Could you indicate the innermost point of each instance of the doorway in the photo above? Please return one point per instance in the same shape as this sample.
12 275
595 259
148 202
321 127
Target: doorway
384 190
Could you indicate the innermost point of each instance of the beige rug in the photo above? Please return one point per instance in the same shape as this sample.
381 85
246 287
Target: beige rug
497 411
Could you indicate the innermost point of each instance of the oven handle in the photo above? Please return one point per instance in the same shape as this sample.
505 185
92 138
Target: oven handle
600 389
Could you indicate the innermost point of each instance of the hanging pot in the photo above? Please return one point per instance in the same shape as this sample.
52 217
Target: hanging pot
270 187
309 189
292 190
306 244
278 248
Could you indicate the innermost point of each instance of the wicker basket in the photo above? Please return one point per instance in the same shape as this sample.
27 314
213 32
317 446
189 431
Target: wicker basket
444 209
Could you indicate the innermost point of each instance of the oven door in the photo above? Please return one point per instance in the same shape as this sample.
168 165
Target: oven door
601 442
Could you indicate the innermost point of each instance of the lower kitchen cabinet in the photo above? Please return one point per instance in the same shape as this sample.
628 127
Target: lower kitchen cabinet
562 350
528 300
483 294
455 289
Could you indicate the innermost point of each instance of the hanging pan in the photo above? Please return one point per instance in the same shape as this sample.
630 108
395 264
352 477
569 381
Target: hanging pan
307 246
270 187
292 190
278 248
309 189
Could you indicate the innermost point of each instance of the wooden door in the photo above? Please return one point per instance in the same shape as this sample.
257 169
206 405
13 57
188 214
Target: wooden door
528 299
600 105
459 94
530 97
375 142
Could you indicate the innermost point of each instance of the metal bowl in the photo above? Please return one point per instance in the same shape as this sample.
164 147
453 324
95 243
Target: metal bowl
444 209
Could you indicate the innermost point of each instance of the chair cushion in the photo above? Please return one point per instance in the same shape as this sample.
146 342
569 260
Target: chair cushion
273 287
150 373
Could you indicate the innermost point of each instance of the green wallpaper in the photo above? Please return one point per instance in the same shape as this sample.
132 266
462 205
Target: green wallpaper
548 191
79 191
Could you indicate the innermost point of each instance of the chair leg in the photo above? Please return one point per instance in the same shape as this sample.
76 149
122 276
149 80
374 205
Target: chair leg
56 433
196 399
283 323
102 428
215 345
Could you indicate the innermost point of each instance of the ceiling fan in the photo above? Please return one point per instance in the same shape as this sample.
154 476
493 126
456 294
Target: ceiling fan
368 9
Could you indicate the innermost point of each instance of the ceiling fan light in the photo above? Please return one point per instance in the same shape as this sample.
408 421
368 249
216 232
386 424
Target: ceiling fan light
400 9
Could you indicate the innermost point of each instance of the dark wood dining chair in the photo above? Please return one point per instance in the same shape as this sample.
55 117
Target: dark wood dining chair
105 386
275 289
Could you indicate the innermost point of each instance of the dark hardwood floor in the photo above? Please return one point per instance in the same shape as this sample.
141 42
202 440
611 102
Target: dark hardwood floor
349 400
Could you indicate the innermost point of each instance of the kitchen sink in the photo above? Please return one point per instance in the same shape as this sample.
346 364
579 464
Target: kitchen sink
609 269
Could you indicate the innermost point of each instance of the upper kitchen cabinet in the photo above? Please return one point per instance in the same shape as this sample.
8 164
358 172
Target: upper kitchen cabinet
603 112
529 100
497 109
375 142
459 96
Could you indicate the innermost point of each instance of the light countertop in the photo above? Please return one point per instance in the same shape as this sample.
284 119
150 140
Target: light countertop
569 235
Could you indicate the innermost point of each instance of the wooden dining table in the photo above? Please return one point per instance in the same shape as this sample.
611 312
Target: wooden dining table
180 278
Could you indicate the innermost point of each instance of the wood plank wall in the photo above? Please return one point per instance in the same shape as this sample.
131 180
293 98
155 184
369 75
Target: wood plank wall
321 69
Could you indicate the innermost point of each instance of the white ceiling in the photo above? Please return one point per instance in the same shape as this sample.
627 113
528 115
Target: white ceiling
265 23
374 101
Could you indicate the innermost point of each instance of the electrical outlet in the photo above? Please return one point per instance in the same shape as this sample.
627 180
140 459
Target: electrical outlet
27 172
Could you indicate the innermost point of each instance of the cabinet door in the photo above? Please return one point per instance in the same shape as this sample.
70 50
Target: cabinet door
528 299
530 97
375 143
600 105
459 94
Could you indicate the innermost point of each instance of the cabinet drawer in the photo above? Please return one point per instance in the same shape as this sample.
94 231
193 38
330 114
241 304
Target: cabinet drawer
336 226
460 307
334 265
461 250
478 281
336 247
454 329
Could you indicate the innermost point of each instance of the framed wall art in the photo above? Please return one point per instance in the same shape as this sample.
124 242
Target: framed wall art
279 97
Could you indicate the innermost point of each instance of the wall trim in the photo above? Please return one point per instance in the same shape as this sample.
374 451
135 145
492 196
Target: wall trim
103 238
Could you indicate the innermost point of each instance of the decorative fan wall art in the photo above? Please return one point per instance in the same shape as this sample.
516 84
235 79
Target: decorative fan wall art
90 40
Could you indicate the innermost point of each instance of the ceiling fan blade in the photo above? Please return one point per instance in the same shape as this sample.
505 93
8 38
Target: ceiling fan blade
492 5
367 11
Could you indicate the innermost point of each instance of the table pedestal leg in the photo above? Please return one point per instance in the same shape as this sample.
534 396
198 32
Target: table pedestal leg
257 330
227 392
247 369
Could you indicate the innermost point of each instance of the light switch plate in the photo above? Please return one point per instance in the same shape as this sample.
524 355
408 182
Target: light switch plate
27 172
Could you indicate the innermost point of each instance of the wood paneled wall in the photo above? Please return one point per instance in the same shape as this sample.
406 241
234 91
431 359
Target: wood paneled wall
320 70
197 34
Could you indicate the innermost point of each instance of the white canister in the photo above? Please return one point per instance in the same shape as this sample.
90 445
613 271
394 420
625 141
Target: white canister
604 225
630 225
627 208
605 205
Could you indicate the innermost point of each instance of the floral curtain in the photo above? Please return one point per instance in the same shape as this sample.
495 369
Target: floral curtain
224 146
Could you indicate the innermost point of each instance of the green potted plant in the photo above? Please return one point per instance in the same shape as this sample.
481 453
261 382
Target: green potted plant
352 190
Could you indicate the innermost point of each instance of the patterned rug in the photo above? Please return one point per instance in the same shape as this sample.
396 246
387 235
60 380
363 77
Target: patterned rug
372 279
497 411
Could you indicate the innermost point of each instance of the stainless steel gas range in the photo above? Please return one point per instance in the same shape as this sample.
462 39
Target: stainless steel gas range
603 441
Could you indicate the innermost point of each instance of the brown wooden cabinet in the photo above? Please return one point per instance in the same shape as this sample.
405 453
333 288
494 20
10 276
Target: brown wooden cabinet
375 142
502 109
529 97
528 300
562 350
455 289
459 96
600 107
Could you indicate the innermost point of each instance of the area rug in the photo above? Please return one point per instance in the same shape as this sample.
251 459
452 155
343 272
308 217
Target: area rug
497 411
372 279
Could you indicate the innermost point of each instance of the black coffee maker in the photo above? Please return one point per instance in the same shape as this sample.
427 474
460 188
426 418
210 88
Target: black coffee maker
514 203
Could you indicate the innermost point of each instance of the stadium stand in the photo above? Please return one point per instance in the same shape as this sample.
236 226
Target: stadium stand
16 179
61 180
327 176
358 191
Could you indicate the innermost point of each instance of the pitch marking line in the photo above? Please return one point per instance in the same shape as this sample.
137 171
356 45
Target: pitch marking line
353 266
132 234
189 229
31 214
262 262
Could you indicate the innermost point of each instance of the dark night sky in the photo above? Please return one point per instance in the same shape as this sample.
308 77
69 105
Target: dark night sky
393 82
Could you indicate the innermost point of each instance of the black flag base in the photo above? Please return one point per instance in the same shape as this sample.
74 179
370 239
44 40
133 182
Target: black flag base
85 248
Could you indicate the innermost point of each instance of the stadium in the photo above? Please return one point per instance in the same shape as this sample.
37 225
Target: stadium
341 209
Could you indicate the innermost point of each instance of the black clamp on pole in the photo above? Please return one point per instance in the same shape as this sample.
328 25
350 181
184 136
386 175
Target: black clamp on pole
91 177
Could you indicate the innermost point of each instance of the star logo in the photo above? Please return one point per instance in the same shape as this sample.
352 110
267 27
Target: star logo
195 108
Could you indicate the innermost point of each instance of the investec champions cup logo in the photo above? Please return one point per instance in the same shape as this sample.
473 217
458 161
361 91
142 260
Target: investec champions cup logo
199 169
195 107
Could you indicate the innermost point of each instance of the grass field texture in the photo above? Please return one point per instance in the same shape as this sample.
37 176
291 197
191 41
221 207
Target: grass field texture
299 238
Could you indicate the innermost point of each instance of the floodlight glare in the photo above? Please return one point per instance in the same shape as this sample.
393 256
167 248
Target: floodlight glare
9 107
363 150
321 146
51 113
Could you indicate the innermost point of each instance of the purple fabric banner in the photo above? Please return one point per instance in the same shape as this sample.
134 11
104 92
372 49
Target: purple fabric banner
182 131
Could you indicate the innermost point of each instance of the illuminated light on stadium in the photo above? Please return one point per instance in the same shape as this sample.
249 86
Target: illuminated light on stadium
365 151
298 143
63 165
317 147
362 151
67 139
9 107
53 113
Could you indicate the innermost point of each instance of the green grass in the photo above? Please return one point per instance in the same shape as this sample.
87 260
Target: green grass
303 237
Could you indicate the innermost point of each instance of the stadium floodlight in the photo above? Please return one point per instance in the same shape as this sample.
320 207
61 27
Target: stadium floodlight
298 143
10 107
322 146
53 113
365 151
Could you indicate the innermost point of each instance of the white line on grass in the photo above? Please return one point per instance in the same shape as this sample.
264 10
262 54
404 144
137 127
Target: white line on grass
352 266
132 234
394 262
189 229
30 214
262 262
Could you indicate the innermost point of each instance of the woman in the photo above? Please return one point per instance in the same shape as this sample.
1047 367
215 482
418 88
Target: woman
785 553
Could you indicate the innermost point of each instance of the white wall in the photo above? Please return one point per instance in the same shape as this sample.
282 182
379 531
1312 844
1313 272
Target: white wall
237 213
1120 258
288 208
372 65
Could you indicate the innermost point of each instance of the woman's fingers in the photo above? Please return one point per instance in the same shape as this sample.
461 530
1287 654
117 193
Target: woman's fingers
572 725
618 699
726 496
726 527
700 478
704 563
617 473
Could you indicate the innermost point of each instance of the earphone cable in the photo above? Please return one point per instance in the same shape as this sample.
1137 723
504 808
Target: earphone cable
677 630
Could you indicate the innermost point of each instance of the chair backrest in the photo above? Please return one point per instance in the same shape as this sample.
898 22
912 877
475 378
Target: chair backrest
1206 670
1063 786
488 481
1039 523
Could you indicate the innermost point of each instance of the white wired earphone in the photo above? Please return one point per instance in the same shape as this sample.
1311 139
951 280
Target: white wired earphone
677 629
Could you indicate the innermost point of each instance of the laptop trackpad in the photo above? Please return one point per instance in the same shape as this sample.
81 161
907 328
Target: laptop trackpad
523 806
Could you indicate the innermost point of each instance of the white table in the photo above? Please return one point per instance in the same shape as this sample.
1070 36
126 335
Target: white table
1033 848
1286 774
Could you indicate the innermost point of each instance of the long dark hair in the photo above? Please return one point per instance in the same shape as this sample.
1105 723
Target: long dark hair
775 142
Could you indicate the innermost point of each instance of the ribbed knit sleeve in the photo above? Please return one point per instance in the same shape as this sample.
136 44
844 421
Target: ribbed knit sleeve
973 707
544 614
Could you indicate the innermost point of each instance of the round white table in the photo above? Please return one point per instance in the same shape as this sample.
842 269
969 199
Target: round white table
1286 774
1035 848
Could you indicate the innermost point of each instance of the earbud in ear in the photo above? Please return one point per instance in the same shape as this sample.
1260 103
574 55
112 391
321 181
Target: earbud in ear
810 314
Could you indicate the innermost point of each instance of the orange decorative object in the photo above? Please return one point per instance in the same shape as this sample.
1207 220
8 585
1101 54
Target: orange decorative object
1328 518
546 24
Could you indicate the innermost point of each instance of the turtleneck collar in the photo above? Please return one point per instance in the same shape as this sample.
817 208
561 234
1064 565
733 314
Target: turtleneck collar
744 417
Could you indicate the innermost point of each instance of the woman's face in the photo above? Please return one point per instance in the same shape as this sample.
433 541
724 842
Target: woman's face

^^^^^^^^^^^^^^^^

▶ Exercise aim
Print everything from the line containing "the woman's face" down to the end of the data, copying each line without any change.

▶ Response
Could you indicate the innermost point of each instance of the woman's face in the photo above? Please return one point per instance in the same shape as this sample.
433 541
724 842
Target: woman's face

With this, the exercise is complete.